=== Page text ===
And then there was the one girl who stayed throughout: Zoe. Although she
a) clawed a ton of damage in the upstairs carpet
b) had to be tackled by Paul milliseconds before exposing herself to the Landlord and getting us in a ton of trouble,
c) whored herself out, sleeping in multiple beds and flirting with just about everyone who walked into the house (and three German Shepherds on every one of our nightly walks),
Zoe may have been the most indispensable member of the house. It was such a great feeling to come home after a long day of sitting around a table with fat men and see the excitement on her face, then go outside and watch her glee explode into impulsive, aimless sprinting around the block.

Harrah’s: D+
The 2006 WSOP featured great disorganization, several major gaffes from the tournament staff, tasteless all-encompassing greed, and a general aura of corporate sleaze (not the “good old fashioned” sleaze of Vegas of old). It was pretty damn lame for PiMaster to make a WSOP final table and have it played in a sparse corner of the room with no monitors or crowd within thirty feet of the action. The payout structures were generally abysmal, with the early money finishers usually receiving about 1.2 buyins. The main event payout structure was one of the worst I have ever seen, though it was recently bottomed by the Legends of Poker main event. There was the NLHE shootout fiasco, when the tournament staff switched the format of the event at the last minute without telling anyone. A decision that particularly annoyed me was choosing to start some of the preliminary events 11-handed. Not only is this uncomfortable, I think it barely qualifies as poker.

The one saving grace: The main event featured one of the finest blind structures in poker history. Harrah’s did not compromise the quality of the structure one bit. They let the players play deep-stack poker the entire way. Surely this was one of the greatest poker tournaments ever played.

Heineken: C+
This has become the default beer for me at the casinos, as pretty much all of them have it and microbrews are pretty impossible to find on the Strip. A default flavor for a default beer.

=== Extracted data ===
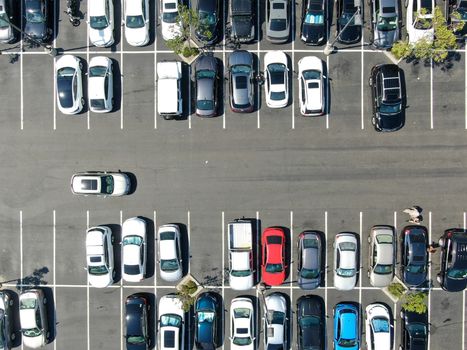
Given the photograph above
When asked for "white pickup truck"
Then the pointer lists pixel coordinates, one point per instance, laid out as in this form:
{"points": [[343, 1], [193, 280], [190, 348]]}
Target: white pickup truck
{"points": [[241, 271]]}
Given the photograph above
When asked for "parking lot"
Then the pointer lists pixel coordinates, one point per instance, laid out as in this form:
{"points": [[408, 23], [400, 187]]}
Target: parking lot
{"points": [[332, 173]]}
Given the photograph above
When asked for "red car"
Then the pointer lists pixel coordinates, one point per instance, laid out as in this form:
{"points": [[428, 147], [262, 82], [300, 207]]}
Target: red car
{"points": [[273, 266]]}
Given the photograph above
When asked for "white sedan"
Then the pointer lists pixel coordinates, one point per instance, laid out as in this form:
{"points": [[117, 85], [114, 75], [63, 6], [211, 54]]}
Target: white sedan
{"points": [[100, 84], [134, 249], [276, 84], [311, 86], [378, 327], [136, 22], [69, 75]]}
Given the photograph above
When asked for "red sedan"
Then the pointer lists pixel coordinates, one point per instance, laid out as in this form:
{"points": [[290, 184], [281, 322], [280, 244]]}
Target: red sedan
{"points": [[273, 266]]}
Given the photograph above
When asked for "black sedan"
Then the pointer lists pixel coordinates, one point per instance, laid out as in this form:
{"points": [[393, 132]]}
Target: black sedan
{"points": [[136, 319], [311, 322]]}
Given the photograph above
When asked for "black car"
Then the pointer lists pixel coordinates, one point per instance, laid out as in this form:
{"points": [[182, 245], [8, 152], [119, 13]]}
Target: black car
{"points": [[209, 15], [414, 255], [414, 331], [206, 320], [346, 12], [136, 319], [37, 19], [453, 274], [313, 30], [311, 322], [387, 96]]}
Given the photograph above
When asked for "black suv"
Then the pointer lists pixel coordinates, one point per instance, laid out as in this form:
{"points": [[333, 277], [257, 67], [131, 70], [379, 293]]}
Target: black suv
{"points": [[387, 97], [453, 274]]}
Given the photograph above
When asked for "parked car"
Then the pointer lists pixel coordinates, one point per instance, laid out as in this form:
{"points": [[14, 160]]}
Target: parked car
{"points": [[206, 320], [278, 21], [311, 323], [171, 323], [134, 249], [69, 73], [33, 318], [414, 257], [100, 183], [241, 81], [385, 23], [101, 22], [170, 254], [276, 71], [381, 255], [137, 325], [100, 84], [275, 322], [273, 266], [314, 18], [207, 79], [346, 256], [136, 21], [346, 327], [378, 327], [242, 324], [453, 268], [311, 86], [309, 260], [387, 97], [100, 256]]}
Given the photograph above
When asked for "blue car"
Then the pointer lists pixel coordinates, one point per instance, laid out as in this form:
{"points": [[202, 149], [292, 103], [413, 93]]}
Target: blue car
{"points": [[346, 327]]}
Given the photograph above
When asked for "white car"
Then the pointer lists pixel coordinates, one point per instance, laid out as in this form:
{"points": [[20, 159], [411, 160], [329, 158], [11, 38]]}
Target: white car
{"points": [[33, 318], [311, 86], [420, 20], [100, 183], [171, 323], [242, 324], [276, 84], [378, 327], [170, 27], [345, 261], [133, 249], [100, 256], [100, 85], [69, 77], [101, 22], [136, 22]]}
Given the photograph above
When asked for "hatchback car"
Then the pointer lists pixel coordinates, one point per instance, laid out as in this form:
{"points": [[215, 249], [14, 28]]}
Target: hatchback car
{"points": [[241, 81], [309, 260], [100, 84], [136, 319], [101, 22], [278, 21], [242, 324], [276, 73], [314, 17], [381, 255], [206, 78], [346, 258], [414, 256], [170, 257], [133, 249], [33, 318], [100, 183], [273, 266], [388, 98], [136, 22], [378, 327], [69, 73], [311, 323], [346, 327], [100, 256], [311, 86]]}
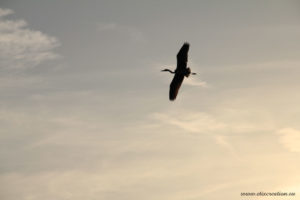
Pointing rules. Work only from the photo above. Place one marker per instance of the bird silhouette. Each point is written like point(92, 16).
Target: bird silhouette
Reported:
point(181, 71)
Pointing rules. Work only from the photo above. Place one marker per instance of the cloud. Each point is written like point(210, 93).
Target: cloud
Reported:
point(290, 138)
point(133, 33)
point(21, 47)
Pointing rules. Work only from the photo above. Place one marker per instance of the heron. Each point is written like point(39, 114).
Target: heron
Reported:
point(181, 71)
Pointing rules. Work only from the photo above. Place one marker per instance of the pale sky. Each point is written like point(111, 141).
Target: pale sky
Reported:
point(84, 108)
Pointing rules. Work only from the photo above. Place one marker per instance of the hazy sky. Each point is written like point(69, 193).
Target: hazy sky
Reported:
point(84, 109)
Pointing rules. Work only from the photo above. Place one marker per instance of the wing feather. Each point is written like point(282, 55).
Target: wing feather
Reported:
point(182, 56)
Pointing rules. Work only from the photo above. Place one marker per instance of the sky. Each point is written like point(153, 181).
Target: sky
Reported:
point(84, 108)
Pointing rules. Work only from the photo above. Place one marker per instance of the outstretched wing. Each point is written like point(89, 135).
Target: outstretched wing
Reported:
point(175, 85)
point(182, 56)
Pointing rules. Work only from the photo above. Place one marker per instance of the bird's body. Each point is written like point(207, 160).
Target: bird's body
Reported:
point(181, 71)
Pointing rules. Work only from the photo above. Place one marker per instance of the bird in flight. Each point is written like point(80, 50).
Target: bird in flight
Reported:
point(181, 71)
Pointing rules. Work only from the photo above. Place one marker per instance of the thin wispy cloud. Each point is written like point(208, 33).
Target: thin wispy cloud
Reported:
point(22, 47)
point(132, 32)
point(290, 138)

=== Problems to solve ===
A - Restate the review from "And then there" to "around the block.", substituting "Daisy" for "Zoe".
B - Decide whether the review supports each statement below, answering yes or no and quoting the words that settle it: (i) early money finishers usually received about 1.2 buyins; (ii) Harrah's compromised the quality of the main event blind structure; (iii) microbrews are easy to find on the Strip.
C - Carry the review of the Vegas summer forward from its final line.

=== The responses ===
A -
And then there was the one girl who stayed throughout: Daisy. Although she
a) clawed a ton of damage in the upstairs carpet
b) had to be tackled by Paul milliseconds before exposing herself to the Landlord and getting us in a ton of trouble,
c) whored herself out, sleeping in multiple beds and flirting with just about everyone who walked into the house (and three German Shepherds on every one of our nightly walks),
Daisy may have been the most indispensable member of the house. It was such a great feeling to come home after a long day of sitting around a table with fat men and see the excitement on her face, then go outside and watch her glee explode into impulsive, aimless sprinting around the block.

B -
(i) Yes: "with the early money finishers usually receiving about 1.2 buyins."
(ii) No: "Harrah’s did not compromise the quality of the structure one bit."
(iii) No: "microbrews are pretty impossible to find on the Strip."

C -
Hollingol: A
Never in my life have I been this scared of another player, and we didn’t even play at the same table.

Housemates: B+
First the lowlights: The housemates putting in a combined 3000 hours of Starcraft; Gambler and Hostile One cranking up the chip sounds on Party Poker to deafening levels heard throughout the house at all hours of the day and night; the kitchen area becoming a wasteland, climaxing in MasterJ’s explanation that he didn’t throw away a particular piece of garbage because “the trash can was too full”; Lazypoo accidentally walking off with a pair of driving shoes from a Go-Kart business; Matt stumbling into the wrong room at the Rio the night after Paul’s 2nd place finish, sleeping on the floor despite an unclaimed couch, then snoring loudly, waking me up on the day I needed to drive to central Utah in the middle of the night; Gambler failing to read my WSOP 2005 playbook and plunging down a spiral of bad gambling and lifestyle, chasing good money with bad; the Hostile One failing to return to Vegas for Paul’s final table, offering up some sort of excuse involving horses.

Overall, however, I enjoyed the shit out of the house and everyone who was there. We had a lot of good times. I was a bit worried about how things would go, especially considering I had never met about half the guys who would be staying at the house, some for over a month. It was definitely a risk to invite some unknown dudes to live with me in Vegas for weeks at a time. Luckily they were all really cool guys. I can honestly say I hope each and every guy who stayed in the house is a friend for life, and I think some of them will be.

Landlord: D+
The antithesis to Mr. Wolf from Pulp Fiction. How this fellow manages to run a fairly significant business is beyond me.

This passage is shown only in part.